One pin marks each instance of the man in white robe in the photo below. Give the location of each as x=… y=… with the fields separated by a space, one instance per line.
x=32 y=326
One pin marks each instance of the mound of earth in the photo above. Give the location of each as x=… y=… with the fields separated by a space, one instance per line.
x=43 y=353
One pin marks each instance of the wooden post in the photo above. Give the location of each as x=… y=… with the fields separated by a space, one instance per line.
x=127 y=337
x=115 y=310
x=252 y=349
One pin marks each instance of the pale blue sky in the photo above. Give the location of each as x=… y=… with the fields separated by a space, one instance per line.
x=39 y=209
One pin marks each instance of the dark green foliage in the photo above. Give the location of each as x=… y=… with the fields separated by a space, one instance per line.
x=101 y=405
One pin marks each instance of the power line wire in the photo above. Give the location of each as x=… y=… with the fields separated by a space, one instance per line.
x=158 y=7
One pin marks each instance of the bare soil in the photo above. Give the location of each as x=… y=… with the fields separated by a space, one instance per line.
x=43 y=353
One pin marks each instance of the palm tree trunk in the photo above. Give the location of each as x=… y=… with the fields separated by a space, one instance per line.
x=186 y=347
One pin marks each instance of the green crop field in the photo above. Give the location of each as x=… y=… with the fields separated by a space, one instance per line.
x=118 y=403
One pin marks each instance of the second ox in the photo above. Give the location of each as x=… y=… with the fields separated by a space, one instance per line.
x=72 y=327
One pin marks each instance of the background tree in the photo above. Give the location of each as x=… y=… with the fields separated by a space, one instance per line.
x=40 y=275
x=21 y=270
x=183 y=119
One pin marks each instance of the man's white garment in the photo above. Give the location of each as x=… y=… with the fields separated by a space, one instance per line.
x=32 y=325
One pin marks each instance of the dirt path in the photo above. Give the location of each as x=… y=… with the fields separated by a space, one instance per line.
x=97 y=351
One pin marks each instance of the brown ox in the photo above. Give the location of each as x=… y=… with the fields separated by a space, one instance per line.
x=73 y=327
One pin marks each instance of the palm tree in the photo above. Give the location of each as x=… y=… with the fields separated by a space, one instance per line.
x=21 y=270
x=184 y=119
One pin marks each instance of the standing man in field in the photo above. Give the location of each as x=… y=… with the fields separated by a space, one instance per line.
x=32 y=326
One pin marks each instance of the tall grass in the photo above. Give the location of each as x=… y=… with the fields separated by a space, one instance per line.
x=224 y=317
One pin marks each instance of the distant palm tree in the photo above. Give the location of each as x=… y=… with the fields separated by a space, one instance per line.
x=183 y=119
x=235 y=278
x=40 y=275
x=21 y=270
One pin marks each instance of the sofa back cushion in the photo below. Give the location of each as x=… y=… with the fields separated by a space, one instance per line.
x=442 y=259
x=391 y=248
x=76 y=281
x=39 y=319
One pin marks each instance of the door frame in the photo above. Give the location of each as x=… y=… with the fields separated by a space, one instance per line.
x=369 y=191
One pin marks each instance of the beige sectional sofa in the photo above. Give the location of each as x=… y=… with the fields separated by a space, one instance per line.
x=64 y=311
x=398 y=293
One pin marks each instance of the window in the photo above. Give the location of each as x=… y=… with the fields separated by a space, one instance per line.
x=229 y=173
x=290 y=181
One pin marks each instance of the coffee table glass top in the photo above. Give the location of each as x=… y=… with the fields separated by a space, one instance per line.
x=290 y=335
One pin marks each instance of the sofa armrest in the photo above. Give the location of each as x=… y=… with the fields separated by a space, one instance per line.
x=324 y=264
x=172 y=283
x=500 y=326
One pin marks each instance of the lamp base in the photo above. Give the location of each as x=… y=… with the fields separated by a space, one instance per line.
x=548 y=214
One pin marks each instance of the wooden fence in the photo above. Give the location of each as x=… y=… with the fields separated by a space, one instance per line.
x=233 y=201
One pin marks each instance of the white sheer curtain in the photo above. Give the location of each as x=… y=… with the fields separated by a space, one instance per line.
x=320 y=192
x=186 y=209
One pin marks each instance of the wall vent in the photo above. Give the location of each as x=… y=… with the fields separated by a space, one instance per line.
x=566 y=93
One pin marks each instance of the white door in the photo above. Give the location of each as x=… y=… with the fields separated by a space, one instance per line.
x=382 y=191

· · ·

### WORK REQUEST
Would you output every record above exactly as it stands?

### RESPONSE BOX
One pin marks each instance of the man in white robe in the photo below. Give the location of each as x=… y=… with the fields separated by a space, one instance per line.
x=32 y=326
One pin marks each instance of the mound of earth in the photo above. Give the location of each as x=… y=… with the fields separated by a space, one instance per line.
x=43 y=353
One pin marks each instance of the wooden post in the photo above. Give the location of each as x=… y=… with the fields separated by a space, one instance per line.
x=127 y=337
x=115 y=310
x=252 y=349
One pin marks each instance of the pale blue sky in the photo above. Give the location of each as x=… y=… with the fields separated by a space, one instance per line.
x=39 y=209
One pin marks each instance of the dark green foliage in the photo above. Give the location of each as x=… y=… with the fields separated by a space, one instance per line.
x=101 y=405
One pin marks each instance of the power line wire in the photo above. Give the location of each as x=… y=… with the fields separated by a space, one instance per line.
x=158 y=7
One pin marks each instance of the bare soil in the photo above. Give the location of each as x=… y=… with the fields separated by a space, one instance per line.
x=43 y=353
One pin marks each instance of the palm tree trunk in the photo above. Give the location of each as x=… y=… with the fields separated by a space, one instance per line.
x=186 y=347
One pin marks each instance of the green crop field in the photo above. Give the location of each as x=… y=… with the fields separated by a space, one instance per line.
x=118 y=403
One pin marks each instance of the second ox in the photo above. Give the location of each as x=… y=… with the fields separated by a space, one instance per line.
x=72 y=327
One pin marks each instance of the background tree in the photo above. Give the location of each as x=… y=… with the fields separated by a space, one instance per line.
x=40 y=275
x=21 y=270
x=183 y=119
One pin marks each instance of the man's white garment in the photo above. Give the location of each as x=… y=… with the fields separated by a space, one instance per line.
x=32 y=325
One pin marks each instance of the dirt path in the photo above. Give the location of each as x=… y=… with the fields separated by a space, one instance per line.
x=97 y=351
One pin marks each instance of the brown ox in the photo above. Give the location of each as x=… y=… with the fields separated by a space, one instance per line.
x=73 y=327
One pin marks each instance of the palm tree in the photo above. Give the location of each as x=… y=… with the fields separated by a space, one instance per line.
x=21 y=270
x=184 y=119
One pin marks each instance of the standing man in field in the photo above. Give the location of each as x=… y=… with the fields separated by a space, one instance per line.
x=32 y=326
One pin marks each instance of the tall grass in the photo above. Give the location of each as x=… y=… with the fields separated by a space, one instance per line.
x=224 y=317
One pin marks each instance of the distant palm tree in the photo above. Give the location of each as x=… y=… with the fields separated by a space, one instance per line.
x=183 y=119
x=235 y=278
x=40 y=275
x=21 y=270
One pin marks each instance of the sofa back cushion in the photo below. Give the location of each as x=… y=… with the fields separated by a space, one instance per line.
x=442 y=259
x=391 y=248
x=76 y=281
x=39 y=319
One pin marks each instance of the door frame in the photo above. Give the location of each as x=… y=… with the fields separated by a space, one instance per line.
x=369 y=191
One pin marks each instance of the beige sectional sofa in the photo above. Give the location of each as x=… y=… with the fields separated by a space, one instance per line.
x=64 y=311
x=398 y=293
One pin marks each instance of the window in the photo above. Give the location of each as x=… y=… with the fields separated by a space, one instance per line.
x=229 y=173
x=290 y=181
One pin marks each instance of the coffee table glass top in the photo above. Give the location of each as x=… y=… with the fields separated by a space, one instance per line.
x=290 y=335
One pin marks each instance of the sofa armrest in the photo above. Give the location of each as x=… y=… with the fields separated by a space, one instance per line.
x=324 y=264
x=172 y=283
x=500 y=326
One pin marks each instance of the lamp base in the photo above. Give the location of each as x=… y=… with the fields separated by a space, one instance per line.
x=548 y=214
One pin marks each instance of the wooden fence in the photo above. Give the location of each as x=… y=… with the fields separated by a space, one instance per line.
x=233 y=201
One pin marks each instance of the white sheer curtain in the photo above. Give the location of each as x=… y=… with the fields separated by a space, one instance per line.
x=320 y=192
x=186 y=209
One pin marks each instance of the wall vent in the photo above. Give the location of each as x=… y=… with the fields separated by a space, one instance per line.
x=566 y=93
One pin marks each instance of the white door in the photo above. Give the location of each as x=… y=… with the fields separated by a space, one instance per line.
x=382 y=191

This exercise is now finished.